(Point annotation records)
++++++

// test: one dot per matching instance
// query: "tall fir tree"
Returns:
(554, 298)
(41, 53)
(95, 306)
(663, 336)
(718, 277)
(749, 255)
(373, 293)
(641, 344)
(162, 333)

++++++

WHAT YOU NEED TO DO:
Convert the listing into a two-column CSV with the columns "query" and "points". Write one row for each request, enclose each field in double quotes, and replace any line breaks with spaces.

FINAL ANSWER:
query,points
"// test: one dot per matching instance // query: ""tall fir tree"" Returns:","(554, 298) (41, 53) (95, 306) (663, 336) (718, 277) (749, 255) (373, 293) (641, 344) (162, 333)"